Goal of the exercise: Which of the lines below contain the word "hand", matching case exactly? List each such line in full.

Provided material:
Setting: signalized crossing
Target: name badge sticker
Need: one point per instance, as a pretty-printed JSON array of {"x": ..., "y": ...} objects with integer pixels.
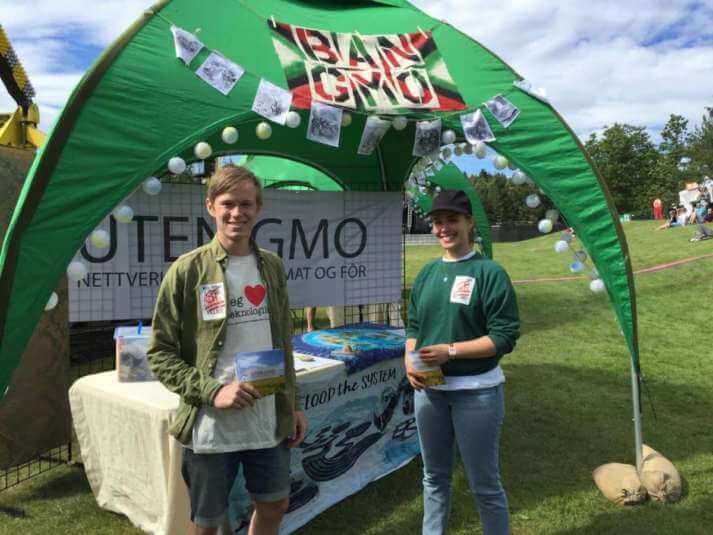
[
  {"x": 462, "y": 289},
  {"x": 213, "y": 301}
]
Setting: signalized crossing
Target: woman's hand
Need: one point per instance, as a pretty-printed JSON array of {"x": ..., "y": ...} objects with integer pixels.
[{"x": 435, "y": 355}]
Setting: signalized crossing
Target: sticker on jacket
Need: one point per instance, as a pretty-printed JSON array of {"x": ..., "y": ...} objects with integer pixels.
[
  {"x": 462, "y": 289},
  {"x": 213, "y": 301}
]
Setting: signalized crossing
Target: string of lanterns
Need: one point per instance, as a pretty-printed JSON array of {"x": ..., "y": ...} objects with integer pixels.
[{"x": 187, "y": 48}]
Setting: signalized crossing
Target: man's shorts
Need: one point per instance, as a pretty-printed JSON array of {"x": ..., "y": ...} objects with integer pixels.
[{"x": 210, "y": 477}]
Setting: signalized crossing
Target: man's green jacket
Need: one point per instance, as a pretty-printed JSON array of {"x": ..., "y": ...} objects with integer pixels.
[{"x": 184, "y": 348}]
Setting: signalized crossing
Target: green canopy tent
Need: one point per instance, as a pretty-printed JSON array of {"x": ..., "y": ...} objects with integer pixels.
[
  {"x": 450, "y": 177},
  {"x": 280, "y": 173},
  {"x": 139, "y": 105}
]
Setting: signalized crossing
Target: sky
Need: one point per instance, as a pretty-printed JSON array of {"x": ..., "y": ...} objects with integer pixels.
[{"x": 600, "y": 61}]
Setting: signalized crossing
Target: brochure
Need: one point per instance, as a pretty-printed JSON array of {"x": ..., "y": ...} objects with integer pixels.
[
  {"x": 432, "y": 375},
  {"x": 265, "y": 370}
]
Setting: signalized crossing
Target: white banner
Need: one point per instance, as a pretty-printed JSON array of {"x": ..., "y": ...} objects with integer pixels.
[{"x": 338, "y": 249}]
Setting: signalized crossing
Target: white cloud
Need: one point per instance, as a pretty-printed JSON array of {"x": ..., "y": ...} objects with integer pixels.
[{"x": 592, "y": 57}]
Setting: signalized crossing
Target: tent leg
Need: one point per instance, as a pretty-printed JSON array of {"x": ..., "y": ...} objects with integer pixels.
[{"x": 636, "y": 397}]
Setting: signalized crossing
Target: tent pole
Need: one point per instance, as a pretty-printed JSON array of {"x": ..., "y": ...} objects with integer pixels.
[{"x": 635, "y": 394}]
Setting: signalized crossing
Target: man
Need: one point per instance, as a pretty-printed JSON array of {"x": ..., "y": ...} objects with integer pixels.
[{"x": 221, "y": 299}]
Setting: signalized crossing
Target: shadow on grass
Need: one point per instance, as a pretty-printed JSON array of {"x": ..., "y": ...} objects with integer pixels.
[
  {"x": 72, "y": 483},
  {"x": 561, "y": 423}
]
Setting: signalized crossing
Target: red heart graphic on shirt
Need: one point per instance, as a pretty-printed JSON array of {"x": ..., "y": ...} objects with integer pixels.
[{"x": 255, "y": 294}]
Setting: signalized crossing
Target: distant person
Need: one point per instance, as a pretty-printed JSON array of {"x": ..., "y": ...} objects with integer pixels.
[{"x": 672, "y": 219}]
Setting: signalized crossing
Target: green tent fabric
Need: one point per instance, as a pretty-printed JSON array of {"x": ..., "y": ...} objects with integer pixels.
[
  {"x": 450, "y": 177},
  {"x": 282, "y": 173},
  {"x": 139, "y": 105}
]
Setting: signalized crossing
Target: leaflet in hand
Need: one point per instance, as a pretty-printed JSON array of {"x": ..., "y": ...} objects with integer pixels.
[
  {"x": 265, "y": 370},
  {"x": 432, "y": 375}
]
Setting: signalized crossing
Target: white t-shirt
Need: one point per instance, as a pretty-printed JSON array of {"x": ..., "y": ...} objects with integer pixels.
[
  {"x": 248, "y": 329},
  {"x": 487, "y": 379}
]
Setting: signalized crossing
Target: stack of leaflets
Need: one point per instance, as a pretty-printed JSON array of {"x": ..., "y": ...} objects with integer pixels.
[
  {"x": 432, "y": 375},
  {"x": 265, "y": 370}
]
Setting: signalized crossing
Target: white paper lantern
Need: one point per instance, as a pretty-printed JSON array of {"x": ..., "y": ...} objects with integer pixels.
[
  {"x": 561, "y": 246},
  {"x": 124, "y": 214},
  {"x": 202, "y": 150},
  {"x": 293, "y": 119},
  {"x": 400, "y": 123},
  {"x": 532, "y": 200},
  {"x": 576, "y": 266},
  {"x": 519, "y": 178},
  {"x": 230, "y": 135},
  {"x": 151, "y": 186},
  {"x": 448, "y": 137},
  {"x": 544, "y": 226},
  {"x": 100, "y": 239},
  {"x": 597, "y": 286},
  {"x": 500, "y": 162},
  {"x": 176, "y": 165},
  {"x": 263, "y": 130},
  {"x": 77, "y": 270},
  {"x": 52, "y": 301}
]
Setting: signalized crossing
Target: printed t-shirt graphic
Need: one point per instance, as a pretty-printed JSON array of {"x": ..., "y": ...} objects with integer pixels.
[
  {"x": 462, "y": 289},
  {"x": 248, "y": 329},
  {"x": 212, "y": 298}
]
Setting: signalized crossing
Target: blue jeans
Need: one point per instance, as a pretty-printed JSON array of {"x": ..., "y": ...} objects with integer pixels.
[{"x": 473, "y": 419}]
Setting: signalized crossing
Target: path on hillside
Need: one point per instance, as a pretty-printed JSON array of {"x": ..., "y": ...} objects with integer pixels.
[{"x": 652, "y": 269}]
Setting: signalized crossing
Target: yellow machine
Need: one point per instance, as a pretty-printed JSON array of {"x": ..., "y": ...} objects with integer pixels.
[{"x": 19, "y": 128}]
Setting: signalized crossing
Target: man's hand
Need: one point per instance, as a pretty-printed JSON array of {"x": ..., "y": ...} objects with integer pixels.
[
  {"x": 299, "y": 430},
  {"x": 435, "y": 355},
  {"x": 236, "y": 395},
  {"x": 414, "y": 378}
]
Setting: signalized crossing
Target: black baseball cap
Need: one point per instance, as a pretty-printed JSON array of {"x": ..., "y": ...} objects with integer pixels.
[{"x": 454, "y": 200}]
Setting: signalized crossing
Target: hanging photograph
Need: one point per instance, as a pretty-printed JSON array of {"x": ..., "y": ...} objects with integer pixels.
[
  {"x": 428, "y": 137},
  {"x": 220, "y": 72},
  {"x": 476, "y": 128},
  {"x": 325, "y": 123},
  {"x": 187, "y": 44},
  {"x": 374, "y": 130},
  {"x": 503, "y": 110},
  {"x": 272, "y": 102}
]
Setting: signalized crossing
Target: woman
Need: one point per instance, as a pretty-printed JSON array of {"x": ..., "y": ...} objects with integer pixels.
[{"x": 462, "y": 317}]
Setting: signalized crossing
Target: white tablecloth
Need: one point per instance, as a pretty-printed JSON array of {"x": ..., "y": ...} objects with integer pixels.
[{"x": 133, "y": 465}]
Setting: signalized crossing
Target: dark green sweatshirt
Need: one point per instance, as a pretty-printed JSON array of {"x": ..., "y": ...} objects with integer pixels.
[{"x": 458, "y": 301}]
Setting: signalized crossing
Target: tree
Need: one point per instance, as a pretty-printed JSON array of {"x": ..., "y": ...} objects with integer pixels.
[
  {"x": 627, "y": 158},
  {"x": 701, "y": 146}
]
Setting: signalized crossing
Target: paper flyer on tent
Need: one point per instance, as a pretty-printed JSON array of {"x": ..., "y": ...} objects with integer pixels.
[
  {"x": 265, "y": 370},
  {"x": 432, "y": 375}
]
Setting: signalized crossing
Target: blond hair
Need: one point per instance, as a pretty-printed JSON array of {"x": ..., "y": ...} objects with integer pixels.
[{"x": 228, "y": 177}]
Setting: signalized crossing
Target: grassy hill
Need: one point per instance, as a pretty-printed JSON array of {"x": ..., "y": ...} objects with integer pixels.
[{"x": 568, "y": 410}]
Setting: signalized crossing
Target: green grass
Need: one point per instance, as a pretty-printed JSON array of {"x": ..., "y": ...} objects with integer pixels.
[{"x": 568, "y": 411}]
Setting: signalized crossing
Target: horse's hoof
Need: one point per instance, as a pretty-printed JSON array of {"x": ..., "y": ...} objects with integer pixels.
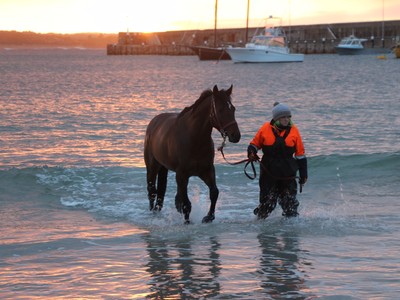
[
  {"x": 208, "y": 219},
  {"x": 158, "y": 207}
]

---

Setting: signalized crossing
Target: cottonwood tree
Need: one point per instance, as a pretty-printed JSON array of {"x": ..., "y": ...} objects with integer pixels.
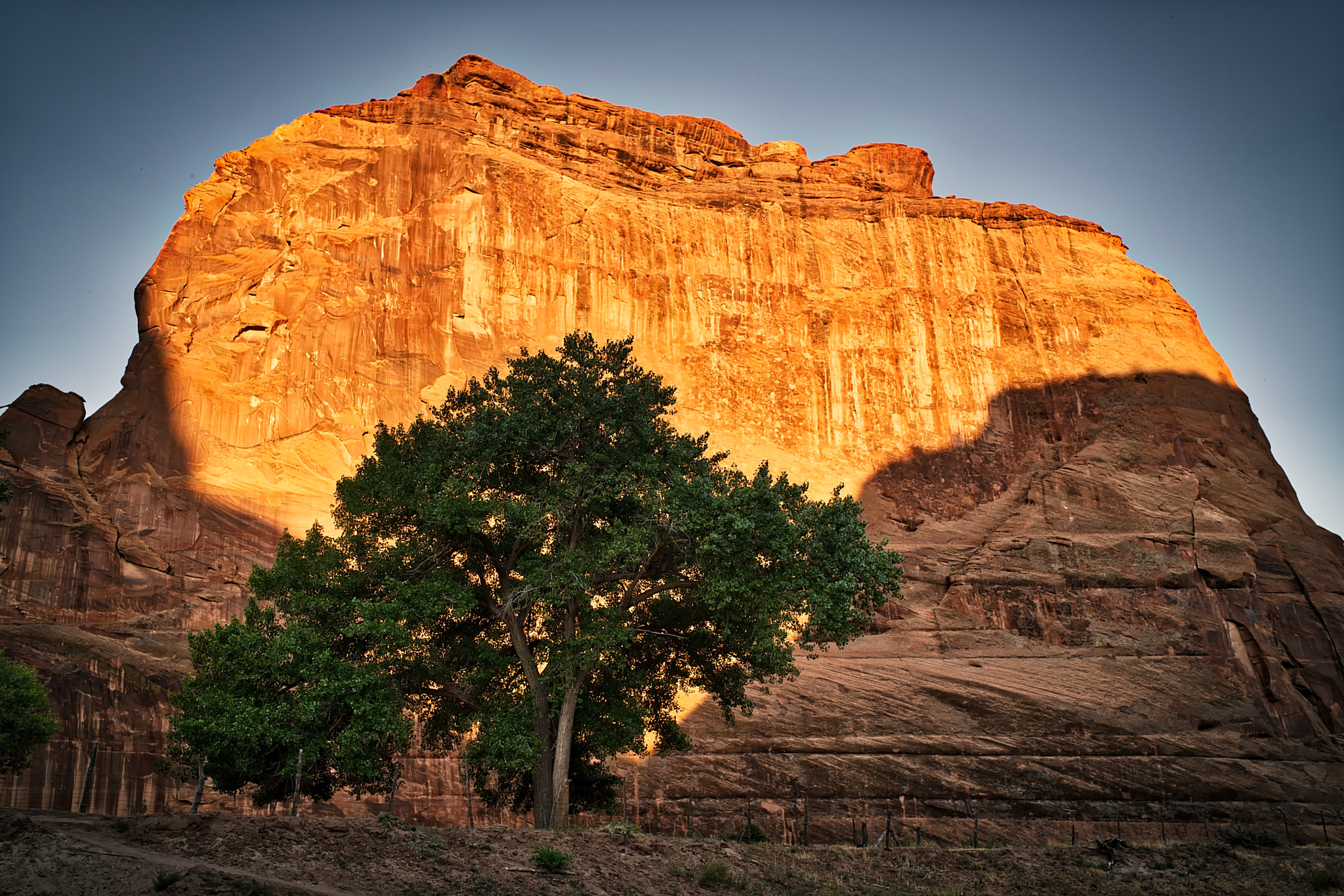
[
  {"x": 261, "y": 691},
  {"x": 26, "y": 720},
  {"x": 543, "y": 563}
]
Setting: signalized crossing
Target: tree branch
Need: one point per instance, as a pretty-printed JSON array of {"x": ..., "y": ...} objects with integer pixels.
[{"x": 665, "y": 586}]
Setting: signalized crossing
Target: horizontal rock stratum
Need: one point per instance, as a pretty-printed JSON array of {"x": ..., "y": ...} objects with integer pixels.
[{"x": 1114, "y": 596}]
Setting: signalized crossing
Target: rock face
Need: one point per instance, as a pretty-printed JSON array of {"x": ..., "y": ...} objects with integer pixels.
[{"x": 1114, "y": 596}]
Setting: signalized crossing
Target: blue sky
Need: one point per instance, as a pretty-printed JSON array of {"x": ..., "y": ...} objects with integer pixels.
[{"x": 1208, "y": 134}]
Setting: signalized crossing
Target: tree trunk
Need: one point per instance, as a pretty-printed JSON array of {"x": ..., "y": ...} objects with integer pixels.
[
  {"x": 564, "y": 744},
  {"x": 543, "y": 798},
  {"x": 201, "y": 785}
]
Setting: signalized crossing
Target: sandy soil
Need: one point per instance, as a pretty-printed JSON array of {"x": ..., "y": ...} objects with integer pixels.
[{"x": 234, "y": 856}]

Reply:
Target: woman's hand
Target: leaflet in hand
Target: man's hand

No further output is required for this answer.